RECORDED DATA –
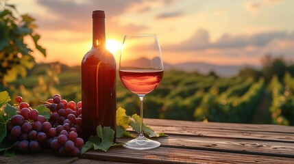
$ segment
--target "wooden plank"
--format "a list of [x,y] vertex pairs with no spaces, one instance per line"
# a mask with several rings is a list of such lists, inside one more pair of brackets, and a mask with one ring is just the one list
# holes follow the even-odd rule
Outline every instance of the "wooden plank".
[[294,135],[291,133],[161,126],[156,125],[150,126],[150,127],[156,132],[162,132],[167,134],[294,143]]
[[142,163],[293,163],[294,159],[160,147],[149,150],[111,148],[90,150],[83,158]]
[[[117,139],[117,141],[122,143],[130,139],[130,138]],[[152,139],[160,142],[162,147],[294,158],[294,143],[201,137],[191,137],[191,136],[176,135]]]
[[40,152],[34,154],[16,154],[13,156],[0,156],[0,163],[72,163],[78,157],[60,156],[56,153]]
[[294,126],[272,124],[249,124],[221,122],[203,122],[191,121],[170,120],[162,119],[144,119],[148,126],[169,127],[191,127],[206,129],[238,130],[257,132],[274,132],[294,134]]

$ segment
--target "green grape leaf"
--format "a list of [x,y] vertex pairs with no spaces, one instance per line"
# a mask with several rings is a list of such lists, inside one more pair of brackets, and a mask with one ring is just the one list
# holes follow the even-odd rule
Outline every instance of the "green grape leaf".
[[0,92],[0,107],[11,100],[7,91]]
[[40,105],[36,108],[36,110],[38,111],[39,115],[42,115],[45,117],[46,120],[48,120],[49,119],[51,111],[44,105]]
[[[132,115],[132,120],[131,120],[130,125],[134,131],[137,133],[140,133],[140,126],[141,122],[141,118],[137,114],[134,114]],[[143,132],[144,134],[147,135],[149,137],[159,137],[163,136],[167,136],[167,135],[161,133],[158,133],[154,132],[150,127],[147,126],[143,124]]]
[[117,125],[127,129],[130,126],[130,116],[125,114],[125,109],[119,107],[117,110]]
[[85,153],[86,151],[88,151],[88,150],[94,148],[94,144],[91,141],[88,141],[87,142],[86,142],[86,144],[83,146],[83,148],[82,148],[82,150],[81,150],[81,154],[83,154],[84,153]]

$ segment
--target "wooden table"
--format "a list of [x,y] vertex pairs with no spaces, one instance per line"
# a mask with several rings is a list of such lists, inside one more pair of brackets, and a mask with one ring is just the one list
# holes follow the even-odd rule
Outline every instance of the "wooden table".
[[[294,163],[294,127],[145,119],[154,131],[169,137],[154,139],[161,146],[151,150],[110,148],[90,150],[81,159],[41,153],[0,156],[3,162],[23,163]],[[129,138],[117,139],[126,141]],[[17,159],[17,161],[16,161]],[[25,161],[27,160],[27,161]],[[34,161],[35,160],[35,161]],[[48,161],[47,161],[48,160]],[[26,162],[25,162],[26,161]],[[45,163],[40,163],[43,161]]]

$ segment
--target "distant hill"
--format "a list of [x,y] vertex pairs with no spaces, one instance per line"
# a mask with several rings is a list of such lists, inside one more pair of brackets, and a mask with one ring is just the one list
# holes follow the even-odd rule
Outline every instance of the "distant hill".
[[252,68],[256,70],[261,68],[260,66],[254,65],[215,65],[202,62],[187,62],[177,64],[169,64],[164,63],[165,70],[171,69],[184,71],[198,71],[203,74],[208,74],[214,71],[221,77],[232,77],[237,75],[239,71],[244,68]]

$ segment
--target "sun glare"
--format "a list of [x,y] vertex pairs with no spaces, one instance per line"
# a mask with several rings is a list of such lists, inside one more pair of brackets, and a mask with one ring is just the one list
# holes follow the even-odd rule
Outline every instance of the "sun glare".
[[106,49],[114,54],[121,49],[121,44],[116,40],[106,40]]

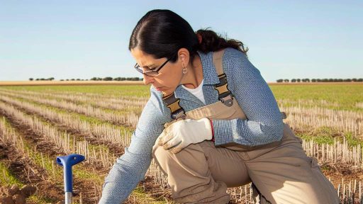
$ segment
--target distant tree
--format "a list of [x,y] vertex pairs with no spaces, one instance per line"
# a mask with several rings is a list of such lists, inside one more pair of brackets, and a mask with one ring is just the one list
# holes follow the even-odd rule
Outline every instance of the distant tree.
[[106,76],[104,79],[102,79],[103,81],[112,81],[112,77],[111,76]]

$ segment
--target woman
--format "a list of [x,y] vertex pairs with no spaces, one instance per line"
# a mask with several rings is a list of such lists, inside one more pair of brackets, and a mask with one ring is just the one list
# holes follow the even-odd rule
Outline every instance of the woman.
[[260,203],[339,203],[242,42],[196,33],[174,12],[153,10],[135,27],[129,50],[151,96],[99,203],[126,199],[152,157],[177,203],[228,203],[228,187],[251,181]]

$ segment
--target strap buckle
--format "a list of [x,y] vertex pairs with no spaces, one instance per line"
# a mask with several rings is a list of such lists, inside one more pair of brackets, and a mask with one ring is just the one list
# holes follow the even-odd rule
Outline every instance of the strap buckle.
[[225,97],[221,98],[220,100],[224,105],[228,107],[233,106],[233,97],[232,96],[232,94],[229,94]]
[[182,108],[179,109],[176,113],[173,113],[172,114],[172,118],[174,120],[177,120],[180,118],[182,118],[183,120],[185,120],[186,117],[186,115],[185,115],[184,110],[183,110]]

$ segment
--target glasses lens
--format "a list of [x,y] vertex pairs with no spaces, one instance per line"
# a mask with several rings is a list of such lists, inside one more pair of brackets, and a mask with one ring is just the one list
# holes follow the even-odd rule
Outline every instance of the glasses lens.
[[150,71],[144,72],[143,74],[146,76],[155,76],[157,75],[159,73],[157,73],[157,72],[156,72],[156,71],[150,70]]

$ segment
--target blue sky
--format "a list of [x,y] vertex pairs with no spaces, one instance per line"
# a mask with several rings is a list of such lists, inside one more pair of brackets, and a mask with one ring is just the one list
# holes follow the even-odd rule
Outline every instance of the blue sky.
[[142,77],[128,40],[155,8],[241,40],[268,82],[363,78],[362,1],[0,0],[0,81]]

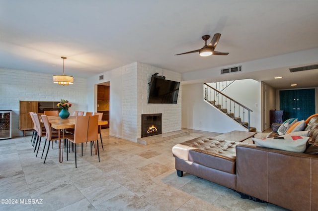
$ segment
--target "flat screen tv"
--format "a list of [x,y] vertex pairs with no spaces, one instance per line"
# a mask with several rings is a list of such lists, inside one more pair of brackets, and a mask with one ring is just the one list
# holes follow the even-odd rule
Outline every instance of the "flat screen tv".
[[180,82],[152,76],[149,104],[176,104]]

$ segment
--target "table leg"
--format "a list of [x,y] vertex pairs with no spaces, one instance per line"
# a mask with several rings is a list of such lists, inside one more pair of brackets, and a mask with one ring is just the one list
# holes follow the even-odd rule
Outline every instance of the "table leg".
[[[62,132],[62,138],[61,139],[61,130],[59,130],[59,161],[62,162],[63,161],[63,153],[64,151],[64,141],[63,144],[61,145],[62,140],[64,140],[64,130]],[[61,147],[62,145],[62,147]]]

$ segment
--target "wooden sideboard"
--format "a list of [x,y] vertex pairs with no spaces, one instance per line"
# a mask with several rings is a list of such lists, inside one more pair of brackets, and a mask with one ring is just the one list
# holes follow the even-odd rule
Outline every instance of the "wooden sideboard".
[[33,122],[30,112],[35,112],[41,115],[45,110],[59,110],[57,106],[59,103],[55,101],[20,101],[19,130],[23,131],[23,136],[25,136],[26,130],[33,129]]

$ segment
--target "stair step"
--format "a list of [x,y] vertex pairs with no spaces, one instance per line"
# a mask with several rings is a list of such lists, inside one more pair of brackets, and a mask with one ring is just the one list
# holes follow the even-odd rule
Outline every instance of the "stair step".
[[240,117],[235,117],[235,119],[239,121],[241,121],[241,120],[242,120]]
[[249,132],[256,132],[256,128],[253,127],[249,127]]

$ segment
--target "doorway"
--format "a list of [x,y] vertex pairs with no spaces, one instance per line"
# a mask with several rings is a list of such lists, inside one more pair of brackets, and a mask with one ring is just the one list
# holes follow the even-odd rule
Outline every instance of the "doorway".
[[284,120],[291,118],[306,120],[315,113],[315,89],[280,91],[280,107],[284,111]]
[[109,88],[109,82],[97,85],[97,112],[103,113],[102,120],[108,122],[107,125],[102,126],[102,129],[109,128],[110,125]]

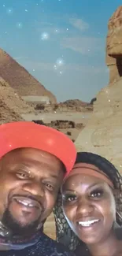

TASK BRIEF –
Which lines of the rows above contain the word "tree"? Find each one and copy it in full.

SOLUTION TO THIS TASK –
--target distant tree
Outline every instance of the distant tree.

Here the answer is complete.